▸ **DESCRIPTION OF THE TASK**
In the issue report below, list every command-line flag passed to run_glue.py that takes a value, along with its value.

START SELECTED TEXT

Par_bn and mam_adapter got "eval_matthews_correlation': 0.0" on GLUE-Cola #618

wenjingk-xilinx · 2023-12-15T09:37:44Z

Environment info

adapters version: 0.1.0

Platform: linux

Python version: 3.8

PyTorch version (GPU?): 2.1.1+gpu

Tensorflow version (GPU?):-

Using GPU in script?: yes

Using distributed or parallel set-up in script?: no

Information

Model I am using (Bert, XLNet ...): Bert-large

Language I am using the model on (English, Chinese ...): English

Adapter setup I am using (if any): as I use setup_adapter_training(model, adapter_args, data_args.task_name or "glue")

# for Par_bn
setup_adapter_training(model, "par_bn", data_args.task_name or "glue")
# for mam_adapter
setup_adapter_training(model, "mam", data_args.task_name or "glue")

The problem arises when using:

my own modified scripts: (give details below)

model=bert-large-uncased
adapter=mam #par_bn
TASK_NAME=cola
python run_glue.py
--model_name_or_path $model
--task_name $TASK_NAME
--do_train
--do_eval
--max_seq_length 128
--per_device_train_batch_size 32
--learning_rate 1e-4
--num_train_epochs 20.0
--evaluation_strategy "epoch"

END SELECTED TEXT
START DATASET EXTRACT

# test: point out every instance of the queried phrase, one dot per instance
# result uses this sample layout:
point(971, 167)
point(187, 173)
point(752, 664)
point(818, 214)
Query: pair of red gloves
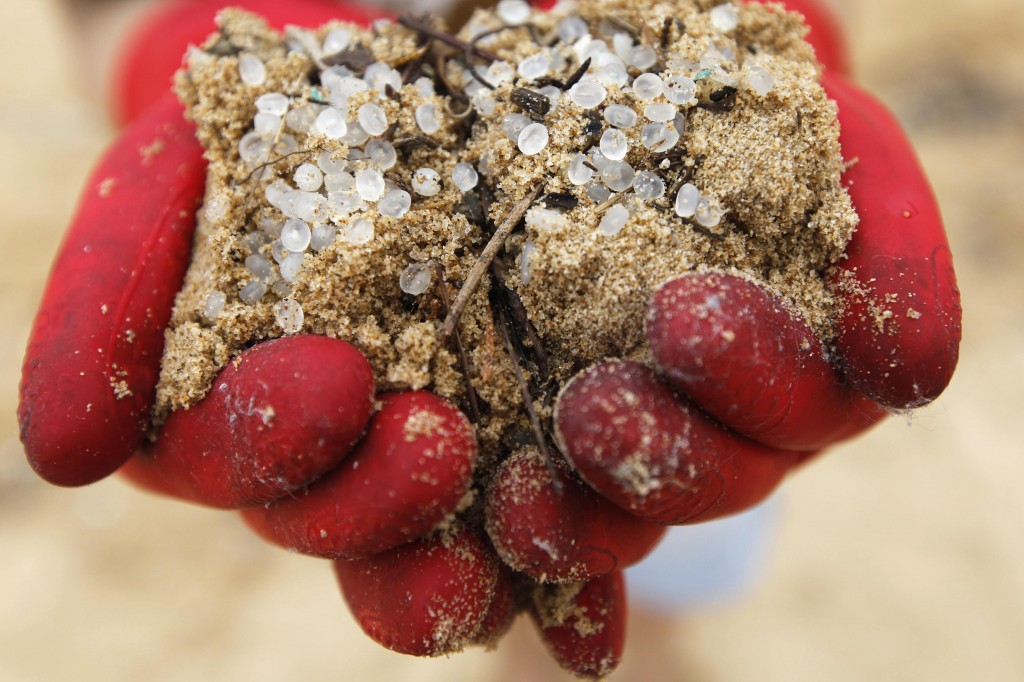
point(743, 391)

END DATASET EXTRACT
START DATASET EXTRACT

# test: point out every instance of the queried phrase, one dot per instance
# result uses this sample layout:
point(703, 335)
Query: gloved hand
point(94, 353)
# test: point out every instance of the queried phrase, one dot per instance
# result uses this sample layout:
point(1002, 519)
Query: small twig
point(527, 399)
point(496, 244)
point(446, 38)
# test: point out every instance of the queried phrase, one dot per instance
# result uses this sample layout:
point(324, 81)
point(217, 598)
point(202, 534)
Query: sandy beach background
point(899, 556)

END DATASET EXTRACT

▸ **SOLVED EXERCISE**
--model_name_or_path $model
--task_name $TASK_NAME
--max_seq_length 128
--per_device_train_batch_size 32
--learning_rate 1e-4
--num_train_epochs 20.0
--evaluation_strategy "epoch"